**CHALLENGE**
Restate the entries word for word, omitting nothing.

Records from a dataset

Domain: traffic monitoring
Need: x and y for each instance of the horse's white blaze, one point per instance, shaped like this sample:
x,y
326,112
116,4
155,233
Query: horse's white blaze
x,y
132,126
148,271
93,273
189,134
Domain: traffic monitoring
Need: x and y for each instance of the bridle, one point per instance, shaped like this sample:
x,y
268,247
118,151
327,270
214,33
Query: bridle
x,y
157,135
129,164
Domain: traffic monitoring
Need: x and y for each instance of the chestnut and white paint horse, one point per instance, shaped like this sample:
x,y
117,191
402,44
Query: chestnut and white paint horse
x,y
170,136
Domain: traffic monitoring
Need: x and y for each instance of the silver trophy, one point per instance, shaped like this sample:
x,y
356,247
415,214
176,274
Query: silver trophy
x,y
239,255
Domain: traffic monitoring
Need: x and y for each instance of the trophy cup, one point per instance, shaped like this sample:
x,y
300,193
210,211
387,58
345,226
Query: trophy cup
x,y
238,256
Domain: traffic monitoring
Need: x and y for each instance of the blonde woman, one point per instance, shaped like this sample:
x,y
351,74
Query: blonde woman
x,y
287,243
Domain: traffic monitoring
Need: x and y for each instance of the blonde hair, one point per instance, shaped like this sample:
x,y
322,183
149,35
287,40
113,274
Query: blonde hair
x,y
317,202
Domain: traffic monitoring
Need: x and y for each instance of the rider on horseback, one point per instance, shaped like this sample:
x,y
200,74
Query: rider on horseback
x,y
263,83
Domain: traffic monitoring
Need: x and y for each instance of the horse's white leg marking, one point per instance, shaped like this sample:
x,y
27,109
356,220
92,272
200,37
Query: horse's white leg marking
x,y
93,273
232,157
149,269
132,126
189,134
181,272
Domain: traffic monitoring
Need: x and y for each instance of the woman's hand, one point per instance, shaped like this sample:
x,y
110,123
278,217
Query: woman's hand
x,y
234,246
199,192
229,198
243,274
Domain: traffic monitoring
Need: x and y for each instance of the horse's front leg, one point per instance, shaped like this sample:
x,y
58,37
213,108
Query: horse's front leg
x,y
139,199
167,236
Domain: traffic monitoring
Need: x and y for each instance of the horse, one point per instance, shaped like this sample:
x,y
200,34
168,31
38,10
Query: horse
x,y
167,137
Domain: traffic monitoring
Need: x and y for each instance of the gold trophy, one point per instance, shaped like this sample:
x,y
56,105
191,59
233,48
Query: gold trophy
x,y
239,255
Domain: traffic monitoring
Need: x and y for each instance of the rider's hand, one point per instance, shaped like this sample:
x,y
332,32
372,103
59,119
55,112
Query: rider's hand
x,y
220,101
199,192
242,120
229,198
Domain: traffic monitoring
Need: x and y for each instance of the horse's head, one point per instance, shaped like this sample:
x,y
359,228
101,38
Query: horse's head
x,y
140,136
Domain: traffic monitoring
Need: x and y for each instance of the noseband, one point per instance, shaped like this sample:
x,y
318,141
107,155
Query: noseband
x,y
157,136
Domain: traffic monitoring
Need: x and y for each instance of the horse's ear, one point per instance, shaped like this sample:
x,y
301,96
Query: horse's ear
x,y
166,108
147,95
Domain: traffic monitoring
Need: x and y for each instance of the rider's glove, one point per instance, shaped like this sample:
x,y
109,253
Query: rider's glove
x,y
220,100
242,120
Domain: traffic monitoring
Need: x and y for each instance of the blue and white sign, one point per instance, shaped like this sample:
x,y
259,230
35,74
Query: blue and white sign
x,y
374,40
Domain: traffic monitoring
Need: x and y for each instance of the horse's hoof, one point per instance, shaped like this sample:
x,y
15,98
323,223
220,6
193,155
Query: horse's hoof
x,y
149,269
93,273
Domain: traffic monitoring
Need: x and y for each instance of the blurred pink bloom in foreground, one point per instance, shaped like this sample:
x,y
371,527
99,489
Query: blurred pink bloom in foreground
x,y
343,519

**ANSWER**
Domain: traffic monitoring
Need: x and y for each instance of the horse's white blaze, one point per instance, shaped like this sample:
x,y
326,112
116,4
155,233
Query: horse's white blaze
x,y
132,126
148,271
93,273
189,134
Domain: traffic monitoring
Need: x and y for each instance of the bridle, one point per instance, shaped like this sample:
x,y
268,247
118,151
327,270
214,33
Query: bridle
x,y
157,135
129,164
Domain: traffic monitoring
Need: x and y for each instance of the chestnut and white paint horse, one point per instance, shaped like this sample:
x,y
117,191
402,44
Query: chestnut and white paint horse
x,y
170,136
Domain: traffic monitoring
Need: x and y for each instance of the silver trophy, one point per instance, shaped like this sample:
x,y
356,247
415,214
176,274
Query: silver trophy
x,y
239,255
Domain: traffic monitoring
Need: x and y for each instance of the trophy cup, one point per instance, shaped like this sample:
x,y
300,193
210,211
387,58
345,226
Query: trophy cup
x,y
238,256
Domain: traffic monitoring
Need: x and y for each instance of the blonde woman, one point per instance, shaped like this sample:
x,y
351,74
Query: blonde woman
x,y
287,243
Domain: traffic monitoring
Need: x and y for each instance of the blonde hair, one point per instance, shaped like this sample:
x,y
322,183
149,35
287,40
113,274
Query: blonde hair
x,y
317,202
Domain: traffic monitoring
Need: x and y for each instance of the rider on horseback, one point per instance, shaped like this sample:
x,y
200,74
Query: rider on horseback
x,y
263,83
Domain: traffic monitoring
Need: x and y for each instance of the horse's white leg marking, one point per instance, shaped like this sample:
x,y
27,109
356,220
92,272
200,37
Query: horse's white leg marking
x,y
93,273
232,157
149,269
132,126
189,134
181,272
Domain: traffic monitoring
Need: x and y for each instance of the woman's hand, one point per instance, shaped like this sample:
x,y
110,123
278,217
Query: woman's hand
x,y
234,246
199,192
229,198
243,274
Domain: traffic monitoring
Need: x and y for each instance of the horse's front leg, one point per instance, shaped like this sample:
x,y
58,37
213,108
Query: horse's front leg
x,y
139,199
167,236
Domain: traffic monitoring
Need: x and y for each instance of the horse, one point per instance, shaped like this sample:
x,y
200,34
168,31
38,10
Query: horse
x,y
167,137
Domain: traffic monitoring
Need: x and y for each instance of the gold trophy, one point per instance, shaped like this sample:
x,y
56,105
191,59
233,48
Query: gold trophy
x,y
239,255
Domain: traffic monitoring
Need: x and y for each instance of the rider's hand, one point per instance, shaped like this sample:
x,y
332,32
372,103
59,119
55,112
Query: rider's hand
x,y
220,101
199,192
242,120
229,198
Domain: traffic monitoring
Need: x and y for each instance of the horse's head, one point per instance, shaped like this sample:
x,y
359,228
101,38
Query: horse's head
x,y
140,136
Domain: traffic monitoring
Need: x and y for each instance of the noseband, one point per instance, shaped like this sample:
x,y
318,141
107,155
Query: noseband
x,y
157,136
Domain: traffic monitoring
Need: x and y for each instance of the horse's ear, one point per instance, shaped like this sample:
x,y
301,96
Query: horse's ear
x,y
166,108
147,95
Domain: traffic monitoring
Need: x and y for each instance of the rider's glove, one point per instance, shaped like this sample:
x,y
109,253
Query: rider's glove
x,y
220,100
242,120
Domain: traffic monitoring
Need: x and y for each instance of the blue and white sign, one point per instance, shaped like this sample:
x,y
259,230
35,74
Query: blue and white sign
x,y
374,40
Domain: traffic monitoring
Need: x and y for each instance of the horse's hoof, one point per instance, shaped like this sample:
x,y
15,98
323,223
220,6
193,155
Query: horse's hoof
x,y
149,269
93,273
Domain: traffic monitoring
Need: x and y for each instance of the blurred pink bloom in foreground, one point per instance, shaped like this sample:
x,y
371,527
99,489
Query: blurred pink bloom in foreground
x,y
343,519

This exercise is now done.